» **Given task**: Reproduce all entries verbatim, with nothing added or dropped.

» **Extracted information**:
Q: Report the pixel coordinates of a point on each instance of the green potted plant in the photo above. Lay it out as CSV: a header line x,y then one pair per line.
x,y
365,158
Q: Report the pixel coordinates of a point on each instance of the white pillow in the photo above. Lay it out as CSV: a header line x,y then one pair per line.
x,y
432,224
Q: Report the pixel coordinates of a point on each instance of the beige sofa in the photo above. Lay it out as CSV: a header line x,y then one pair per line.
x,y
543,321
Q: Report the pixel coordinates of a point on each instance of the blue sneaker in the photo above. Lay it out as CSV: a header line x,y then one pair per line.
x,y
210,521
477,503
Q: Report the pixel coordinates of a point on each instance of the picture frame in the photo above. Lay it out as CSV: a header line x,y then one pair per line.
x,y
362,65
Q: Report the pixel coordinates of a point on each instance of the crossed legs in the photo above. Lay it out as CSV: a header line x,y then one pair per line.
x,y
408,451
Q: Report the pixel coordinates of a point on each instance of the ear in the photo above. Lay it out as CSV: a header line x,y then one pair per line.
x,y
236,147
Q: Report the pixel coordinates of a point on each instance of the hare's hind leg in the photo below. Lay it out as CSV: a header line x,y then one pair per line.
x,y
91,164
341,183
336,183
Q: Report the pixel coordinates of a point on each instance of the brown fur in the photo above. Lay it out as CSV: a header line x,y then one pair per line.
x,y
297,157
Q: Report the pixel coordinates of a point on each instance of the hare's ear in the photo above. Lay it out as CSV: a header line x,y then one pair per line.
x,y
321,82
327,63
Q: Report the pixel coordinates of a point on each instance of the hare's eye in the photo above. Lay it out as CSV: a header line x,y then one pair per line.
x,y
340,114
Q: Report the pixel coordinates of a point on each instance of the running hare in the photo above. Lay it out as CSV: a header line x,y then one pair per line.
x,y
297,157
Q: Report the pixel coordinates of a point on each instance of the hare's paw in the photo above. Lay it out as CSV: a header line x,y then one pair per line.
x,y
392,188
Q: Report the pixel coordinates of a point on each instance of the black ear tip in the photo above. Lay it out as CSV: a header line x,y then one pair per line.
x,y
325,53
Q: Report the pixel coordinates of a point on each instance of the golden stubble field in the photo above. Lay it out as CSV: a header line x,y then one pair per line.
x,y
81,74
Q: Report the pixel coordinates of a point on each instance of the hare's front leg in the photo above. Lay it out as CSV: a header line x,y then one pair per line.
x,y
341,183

» **Complete output**:
Q: Report the pixel coordinates of a point on each instance of the green potted plant in the photo above. Lay it out as CSV: a header line x,y then one pair per line.
x,y
365,158
Q: Report the pixel coordinates of a point on each instance of the white pillow in the photo above. Lay it out as CSV: a header line x,y then one pair per line.
x,y
432,224
Q: Report the pixel coordinates of a point on each instance of the beige sofa in the photo above. Lay it out as CSV: a header line x,y then one pair per line.
x,y
543,321
Q: Report the pixel coordinates of a point on each instance of the blue sneaker in the photo above. Lay it out as CSV: a header line x,y then one pair per line.
x,y
210,521
477,503
Q: Report the pixel coordinates of a point on each instance of the picture frame in the photo above. Lay it out as CSV: a header line x,y then one pair per line.
x,y
362,65
Q: Report the pixel coordinates of a point on each instance of the crossed legs in the photo above. Lay it out as CSV: a header line x,y then one pair per line.
x,y
408,451
Q: Report the pixel coordinates of a point on each instance of the ear in the photo above. Lay it out as CSV: a header line x,y then one pair per line.
x,y
236,147
Q: Report the pixel coordinates of a point on each instance of the hare's hind leg in the photo below. Lay it out as CSV: a header line x,y then one pair per line.
x,y
91,164
341,183
336,183
Q: Report the pixel coordinates of a point on each instance of the brown fur in the photo above. Lay it out as CSV: a header line x,y then one pair per line.
x,y
297,157
Q: Report the pixel coordinates of a point on each instance of the hare's ear in the photo above. Lay it out as CSV: a header line x,y then one pair per line.
x,y
321,82
327,63
Q: Report the pixel coordinates of a point on each instance of the hare's eye in the photo above. Lay it out as CSV: a header line x,y then one pair per line.
x,y
340,114
Q: Report the pixel coordinates of a point on each instance of the running hare in the photo above. Lay it out as CSV: a header line x,y then one pair per line.
x,y
297,157
Q: Report the pixel coordinates of a point on each instance of the hare's paw in the photo above. Lay it out as CSV: a header line x,y then one pair per line.
x,y
392,188
Q: Report the pixel coordinates of a point on each instance of the black ear tip in the photo above. Lay it out as CSV: a header line x,y then one pair per line.
x,y
325,53
Q: Report the pixel coordinates of a point on each instance of the golden stubble field in the photo above. Lay it out as CSV: a header line x,y then one pair per line.
x,y
81,74
Q: Report the pixel coordinates of a point on each instance of the hare's front leg in the photo above. Lay it out as CSV: a header line x,y then one pair per line.
x,y
341,183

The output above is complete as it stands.